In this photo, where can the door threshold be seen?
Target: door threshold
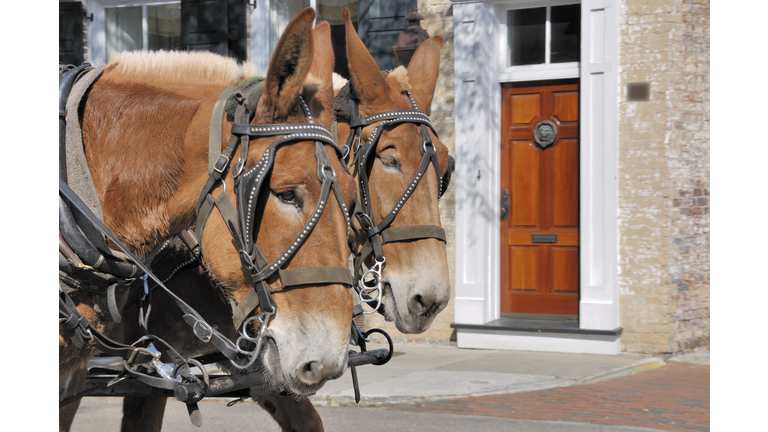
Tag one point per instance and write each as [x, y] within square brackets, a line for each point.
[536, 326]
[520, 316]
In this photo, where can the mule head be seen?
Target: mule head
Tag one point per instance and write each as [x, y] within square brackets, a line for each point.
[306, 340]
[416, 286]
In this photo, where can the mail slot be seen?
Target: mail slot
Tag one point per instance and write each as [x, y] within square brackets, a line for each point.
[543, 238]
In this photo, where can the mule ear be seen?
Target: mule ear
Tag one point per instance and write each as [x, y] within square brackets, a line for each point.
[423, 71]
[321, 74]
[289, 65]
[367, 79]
····················
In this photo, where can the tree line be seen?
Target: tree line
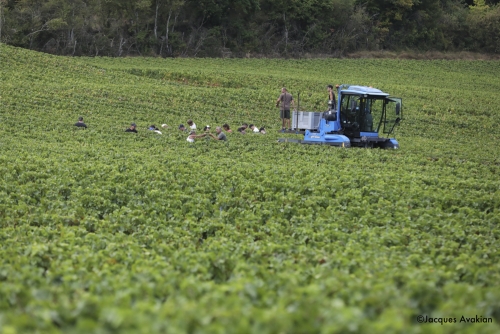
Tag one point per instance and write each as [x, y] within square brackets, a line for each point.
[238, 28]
····················
## Instructions to follow
Count the lines in the items above that contain the word "where", and give only that number.

## Exercise result
5